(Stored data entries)
***
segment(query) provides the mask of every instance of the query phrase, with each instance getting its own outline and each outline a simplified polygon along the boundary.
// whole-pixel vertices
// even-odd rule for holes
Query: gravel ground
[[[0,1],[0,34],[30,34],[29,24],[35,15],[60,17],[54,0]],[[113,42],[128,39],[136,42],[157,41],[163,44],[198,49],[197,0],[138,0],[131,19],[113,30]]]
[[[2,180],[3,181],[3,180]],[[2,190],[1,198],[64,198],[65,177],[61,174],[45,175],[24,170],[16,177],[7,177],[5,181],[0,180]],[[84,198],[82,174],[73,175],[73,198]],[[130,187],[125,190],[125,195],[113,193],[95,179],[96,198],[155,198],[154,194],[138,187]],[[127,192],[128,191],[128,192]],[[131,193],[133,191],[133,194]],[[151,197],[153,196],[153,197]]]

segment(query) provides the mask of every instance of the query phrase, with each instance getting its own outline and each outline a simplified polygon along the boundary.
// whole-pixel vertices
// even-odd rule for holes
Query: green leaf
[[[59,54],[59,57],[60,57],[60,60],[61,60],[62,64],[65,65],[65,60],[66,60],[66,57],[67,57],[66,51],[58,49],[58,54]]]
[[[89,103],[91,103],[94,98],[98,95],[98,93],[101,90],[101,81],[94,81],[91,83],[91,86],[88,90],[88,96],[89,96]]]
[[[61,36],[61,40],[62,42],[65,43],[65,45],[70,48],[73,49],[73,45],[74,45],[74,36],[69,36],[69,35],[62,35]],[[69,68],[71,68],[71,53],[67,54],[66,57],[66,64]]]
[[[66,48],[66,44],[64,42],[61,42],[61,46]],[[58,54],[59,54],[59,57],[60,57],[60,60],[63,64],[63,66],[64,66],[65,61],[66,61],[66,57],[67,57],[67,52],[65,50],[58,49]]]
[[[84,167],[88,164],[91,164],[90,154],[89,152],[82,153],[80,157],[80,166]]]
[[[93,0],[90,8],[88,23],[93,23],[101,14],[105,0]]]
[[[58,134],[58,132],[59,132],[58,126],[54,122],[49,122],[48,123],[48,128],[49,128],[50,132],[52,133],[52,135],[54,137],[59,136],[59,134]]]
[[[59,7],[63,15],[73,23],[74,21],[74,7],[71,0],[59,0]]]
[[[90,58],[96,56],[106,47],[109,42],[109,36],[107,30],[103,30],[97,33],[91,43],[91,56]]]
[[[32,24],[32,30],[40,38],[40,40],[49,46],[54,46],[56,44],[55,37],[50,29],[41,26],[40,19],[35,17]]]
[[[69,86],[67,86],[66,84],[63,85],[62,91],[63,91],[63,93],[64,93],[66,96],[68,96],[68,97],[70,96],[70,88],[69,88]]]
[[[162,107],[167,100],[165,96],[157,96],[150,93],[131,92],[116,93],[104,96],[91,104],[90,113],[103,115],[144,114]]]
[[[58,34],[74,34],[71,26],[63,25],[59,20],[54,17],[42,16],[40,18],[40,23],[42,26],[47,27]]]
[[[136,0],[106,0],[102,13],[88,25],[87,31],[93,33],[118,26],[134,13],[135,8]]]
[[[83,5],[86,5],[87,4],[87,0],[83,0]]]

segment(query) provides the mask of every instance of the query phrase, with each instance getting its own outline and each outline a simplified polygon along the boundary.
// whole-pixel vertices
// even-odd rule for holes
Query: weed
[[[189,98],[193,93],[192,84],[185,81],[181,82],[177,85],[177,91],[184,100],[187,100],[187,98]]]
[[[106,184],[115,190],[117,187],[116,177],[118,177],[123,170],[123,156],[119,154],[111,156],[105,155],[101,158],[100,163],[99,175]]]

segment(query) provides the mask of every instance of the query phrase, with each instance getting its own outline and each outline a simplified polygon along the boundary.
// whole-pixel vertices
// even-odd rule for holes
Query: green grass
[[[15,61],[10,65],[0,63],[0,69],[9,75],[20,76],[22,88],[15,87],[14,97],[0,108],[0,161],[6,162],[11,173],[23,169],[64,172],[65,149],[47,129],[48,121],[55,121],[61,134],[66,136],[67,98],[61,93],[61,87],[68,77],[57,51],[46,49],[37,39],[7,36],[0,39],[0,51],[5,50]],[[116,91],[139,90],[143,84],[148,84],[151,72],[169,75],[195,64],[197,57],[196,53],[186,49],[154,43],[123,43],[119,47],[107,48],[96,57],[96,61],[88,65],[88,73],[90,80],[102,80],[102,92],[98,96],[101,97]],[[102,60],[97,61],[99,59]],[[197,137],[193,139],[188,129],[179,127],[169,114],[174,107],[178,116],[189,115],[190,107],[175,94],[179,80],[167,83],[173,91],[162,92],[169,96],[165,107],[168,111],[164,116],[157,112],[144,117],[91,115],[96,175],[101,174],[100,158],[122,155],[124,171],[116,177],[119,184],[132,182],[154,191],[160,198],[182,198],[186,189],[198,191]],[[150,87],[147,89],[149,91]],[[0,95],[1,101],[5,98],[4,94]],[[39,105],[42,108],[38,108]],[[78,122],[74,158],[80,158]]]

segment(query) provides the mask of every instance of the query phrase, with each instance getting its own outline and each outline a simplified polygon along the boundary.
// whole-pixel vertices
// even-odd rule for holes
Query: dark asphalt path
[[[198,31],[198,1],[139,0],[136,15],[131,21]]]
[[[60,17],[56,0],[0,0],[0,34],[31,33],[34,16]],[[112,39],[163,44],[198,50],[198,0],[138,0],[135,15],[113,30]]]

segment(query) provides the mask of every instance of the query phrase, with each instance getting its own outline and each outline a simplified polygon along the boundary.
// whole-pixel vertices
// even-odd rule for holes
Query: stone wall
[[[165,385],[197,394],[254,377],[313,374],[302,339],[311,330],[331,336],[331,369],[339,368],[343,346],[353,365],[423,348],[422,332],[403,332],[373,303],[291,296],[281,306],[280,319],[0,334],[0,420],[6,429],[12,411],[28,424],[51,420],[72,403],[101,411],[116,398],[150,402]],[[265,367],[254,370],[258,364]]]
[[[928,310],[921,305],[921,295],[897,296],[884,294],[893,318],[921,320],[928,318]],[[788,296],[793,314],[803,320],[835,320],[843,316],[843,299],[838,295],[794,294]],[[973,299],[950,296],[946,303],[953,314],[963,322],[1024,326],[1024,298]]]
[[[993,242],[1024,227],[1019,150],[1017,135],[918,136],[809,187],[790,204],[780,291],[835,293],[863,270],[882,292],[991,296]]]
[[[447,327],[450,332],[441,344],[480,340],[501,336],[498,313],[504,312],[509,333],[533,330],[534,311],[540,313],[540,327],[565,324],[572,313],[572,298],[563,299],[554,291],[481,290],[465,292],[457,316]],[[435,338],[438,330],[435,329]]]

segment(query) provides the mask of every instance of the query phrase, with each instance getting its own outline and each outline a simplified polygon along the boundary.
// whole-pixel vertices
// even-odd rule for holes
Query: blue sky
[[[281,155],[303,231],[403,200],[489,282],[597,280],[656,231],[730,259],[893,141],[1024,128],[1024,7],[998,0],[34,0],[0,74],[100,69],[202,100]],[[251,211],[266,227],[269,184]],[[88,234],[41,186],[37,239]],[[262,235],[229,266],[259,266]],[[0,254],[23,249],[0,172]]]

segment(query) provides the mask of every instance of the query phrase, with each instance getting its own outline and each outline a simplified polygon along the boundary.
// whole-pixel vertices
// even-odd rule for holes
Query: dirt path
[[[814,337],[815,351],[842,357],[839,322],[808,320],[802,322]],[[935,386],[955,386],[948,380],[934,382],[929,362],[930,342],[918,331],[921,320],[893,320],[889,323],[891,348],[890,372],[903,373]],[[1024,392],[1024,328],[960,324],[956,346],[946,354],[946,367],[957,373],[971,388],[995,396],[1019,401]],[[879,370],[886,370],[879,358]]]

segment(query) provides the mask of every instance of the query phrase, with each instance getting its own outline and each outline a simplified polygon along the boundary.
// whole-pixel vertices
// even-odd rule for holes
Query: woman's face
***
The lines from the one holding "Query: dirt path" to the last line of the entries, both included: retype them exactly and give nothing else.

» **Solution for this exercise**
Query: dirt path
[[[814,337],[815,351],[842,357],[839,322],[808,320],[802,322]],[[935,386],[955,386],[948,380],[934,382],[929,362],[930,342],[918,331],[921,320],[893,320],[889,323],[891,348],[890,372],[903,373]],[[1024,392],[1024,328],[960,324],[956,346],[946,354],[946,367],[957,373],[971,388],[995,396],[1019,401]],[[879,370],[886,370],[879,358]]]

segment(query) provides the mask of every instance of the query phrase, with each instance getting its own outline and each outline a simplified polygon along the boundary.
// whole-pixel vertices
// even-odd rule for holes
Query: woman's face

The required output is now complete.